* SÉRIE D'EXERCICES *
• 1. D'après le récit sur les passagers du ferry, à quelle fréquence minimale le couple danois prend-il le ferry ?
• 2. Écrivez la suite du récit sur les passagers du ferry, à partir de sa dernière phrase.

* EXTRAIT DU DOCUMENT *
--- --- ---

Quelques passagers du ferry arrêtent de danser et se dirigent vers l’ancien fumoir avec service de bar au niveau inférieur. Un couple de Danois en profite pour s’enfiler quelques bières loin de l’agitation. Ils prennent régulièrement le ferry pour se détendre et s’amuser. « Nous venons ici aussi souvent que possible, au moins une fois par semaine. Parfois, nous faisons un aller-retour rapide et nous rentrons chez nous », raconte Dorte Petersson.

Elle a vécu en Suède pendant de nombreuses années et a occupé plusieurs postes dans le domaine de l’informatique. Son mari Michel travaille dans le bâtiment. « On adore prendre le ferry. Il y a une bonne ambiance et des concerts le week-end. C’est génial. C’est mieux que d’aller dans un vieux pub, c’est sûr. Et tout le monde connaît à peu près tout le monde ici », me dit Michael.

--- --- ---

* CONTENU DES DONNÉES *
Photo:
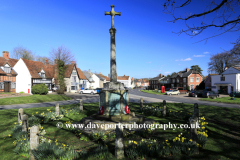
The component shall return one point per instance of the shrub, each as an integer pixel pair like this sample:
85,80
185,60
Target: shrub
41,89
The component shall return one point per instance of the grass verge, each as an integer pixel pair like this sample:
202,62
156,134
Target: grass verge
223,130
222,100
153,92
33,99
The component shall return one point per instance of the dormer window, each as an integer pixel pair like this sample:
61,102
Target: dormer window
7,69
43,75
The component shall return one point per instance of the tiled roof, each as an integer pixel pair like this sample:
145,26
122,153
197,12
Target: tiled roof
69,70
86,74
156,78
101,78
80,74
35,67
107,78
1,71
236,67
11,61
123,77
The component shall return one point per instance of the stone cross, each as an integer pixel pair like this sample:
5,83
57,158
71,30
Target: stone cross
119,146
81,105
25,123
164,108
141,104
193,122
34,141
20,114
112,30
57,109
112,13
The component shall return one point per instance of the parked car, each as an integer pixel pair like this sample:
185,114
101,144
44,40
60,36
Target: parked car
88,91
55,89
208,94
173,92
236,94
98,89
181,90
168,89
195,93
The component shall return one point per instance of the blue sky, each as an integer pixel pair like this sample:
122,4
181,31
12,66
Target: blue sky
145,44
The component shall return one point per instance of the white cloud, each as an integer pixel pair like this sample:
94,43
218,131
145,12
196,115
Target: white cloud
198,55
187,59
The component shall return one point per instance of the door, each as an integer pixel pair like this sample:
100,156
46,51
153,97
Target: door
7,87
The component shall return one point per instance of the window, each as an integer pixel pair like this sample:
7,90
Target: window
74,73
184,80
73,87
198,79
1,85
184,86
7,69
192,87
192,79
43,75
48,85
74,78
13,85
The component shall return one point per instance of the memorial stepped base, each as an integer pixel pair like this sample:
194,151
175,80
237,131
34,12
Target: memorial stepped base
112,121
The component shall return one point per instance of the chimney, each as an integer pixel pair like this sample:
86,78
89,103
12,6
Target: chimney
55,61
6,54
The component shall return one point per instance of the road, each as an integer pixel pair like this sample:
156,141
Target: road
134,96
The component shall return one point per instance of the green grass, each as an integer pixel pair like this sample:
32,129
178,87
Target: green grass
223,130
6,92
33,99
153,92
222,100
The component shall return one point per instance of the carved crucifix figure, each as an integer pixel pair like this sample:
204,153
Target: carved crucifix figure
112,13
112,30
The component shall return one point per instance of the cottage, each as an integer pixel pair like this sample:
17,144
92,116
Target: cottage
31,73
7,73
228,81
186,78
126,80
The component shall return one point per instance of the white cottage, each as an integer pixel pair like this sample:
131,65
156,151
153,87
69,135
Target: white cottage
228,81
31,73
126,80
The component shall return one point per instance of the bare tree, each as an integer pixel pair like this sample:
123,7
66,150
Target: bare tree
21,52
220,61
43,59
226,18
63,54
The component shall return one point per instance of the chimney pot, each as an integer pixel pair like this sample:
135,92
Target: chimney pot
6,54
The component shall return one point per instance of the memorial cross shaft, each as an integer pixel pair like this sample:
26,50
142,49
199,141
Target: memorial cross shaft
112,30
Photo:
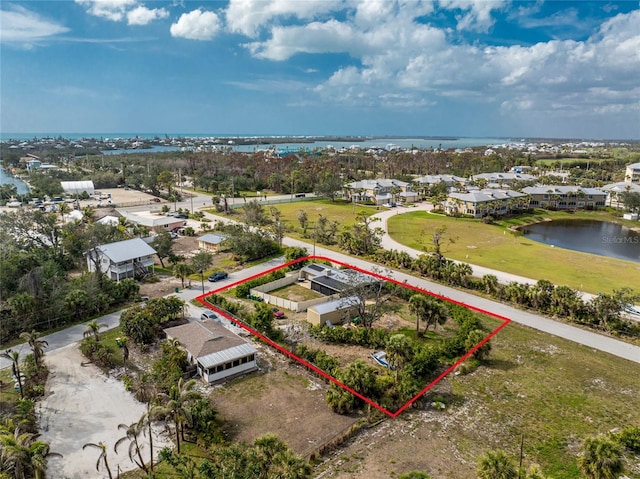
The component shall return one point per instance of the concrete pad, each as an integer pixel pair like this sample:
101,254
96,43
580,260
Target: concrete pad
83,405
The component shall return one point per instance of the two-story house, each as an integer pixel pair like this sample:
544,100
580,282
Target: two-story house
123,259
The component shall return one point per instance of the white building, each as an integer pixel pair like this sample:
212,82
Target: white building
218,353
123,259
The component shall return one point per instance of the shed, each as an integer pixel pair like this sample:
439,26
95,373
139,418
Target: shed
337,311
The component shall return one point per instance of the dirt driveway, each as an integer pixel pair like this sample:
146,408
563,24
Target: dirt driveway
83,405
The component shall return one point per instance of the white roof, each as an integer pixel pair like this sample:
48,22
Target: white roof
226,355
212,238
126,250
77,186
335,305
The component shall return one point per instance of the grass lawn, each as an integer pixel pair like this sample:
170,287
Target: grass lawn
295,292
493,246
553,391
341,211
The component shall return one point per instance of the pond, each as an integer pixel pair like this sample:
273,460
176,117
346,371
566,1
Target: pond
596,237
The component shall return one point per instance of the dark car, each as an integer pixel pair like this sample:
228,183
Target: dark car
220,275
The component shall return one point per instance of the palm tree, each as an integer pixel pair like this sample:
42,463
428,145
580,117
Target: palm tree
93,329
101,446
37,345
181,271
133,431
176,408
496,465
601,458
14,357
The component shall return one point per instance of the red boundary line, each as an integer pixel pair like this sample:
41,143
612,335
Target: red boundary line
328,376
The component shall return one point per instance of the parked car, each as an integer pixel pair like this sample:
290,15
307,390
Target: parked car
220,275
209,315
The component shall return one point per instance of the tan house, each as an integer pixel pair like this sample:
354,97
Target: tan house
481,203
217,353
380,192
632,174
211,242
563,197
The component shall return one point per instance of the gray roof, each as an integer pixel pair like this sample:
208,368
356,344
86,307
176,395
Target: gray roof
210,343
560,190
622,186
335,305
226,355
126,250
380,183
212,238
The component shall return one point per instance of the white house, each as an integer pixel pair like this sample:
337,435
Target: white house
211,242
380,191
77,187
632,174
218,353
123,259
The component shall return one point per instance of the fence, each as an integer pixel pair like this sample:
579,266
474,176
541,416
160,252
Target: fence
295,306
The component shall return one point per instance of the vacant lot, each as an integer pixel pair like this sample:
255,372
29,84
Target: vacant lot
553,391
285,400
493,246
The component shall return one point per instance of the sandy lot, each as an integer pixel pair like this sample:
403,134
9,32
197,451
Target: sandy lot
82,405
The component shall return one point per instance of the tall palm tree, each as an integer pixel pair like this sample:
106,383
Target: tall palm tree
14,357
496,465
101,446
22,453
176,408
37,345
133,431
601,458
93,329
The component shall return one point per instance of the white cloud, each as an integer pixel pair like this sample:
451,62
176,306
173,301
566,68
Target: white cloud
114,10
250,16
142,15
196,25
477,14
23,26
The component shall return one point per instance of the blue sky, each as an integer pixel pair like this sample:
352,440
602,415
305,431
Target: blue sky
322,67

--- --- ---

* RÉPONSES AUX EXERCICES *
• 1. Au moins une fois par semaine.

• 2.
« J’avais deux ou trois ans quand j’ai fait mon premier voyage à bord du ferry avec ma grand-mère et mon grand-père », ajoute-t-il.

La ligne Sundbusserne a fait ses débuts en 1958. À l’époque, il s’agissait plutôt de commerce transfrontalier. Ce n’est qu’au cours des deux dernières décennies que les traversées en ferry ont pris une tournure plus festive.

À l’horizon se trouve le château de Kronborg, un trésor national du 15ème siècle, ainsi que le décor que Shakespeare a choisi pour Hamlet. Il aurait aussi inspiré la fameuse citation : « Quelque chose est pourri dans l’État du Danemark. »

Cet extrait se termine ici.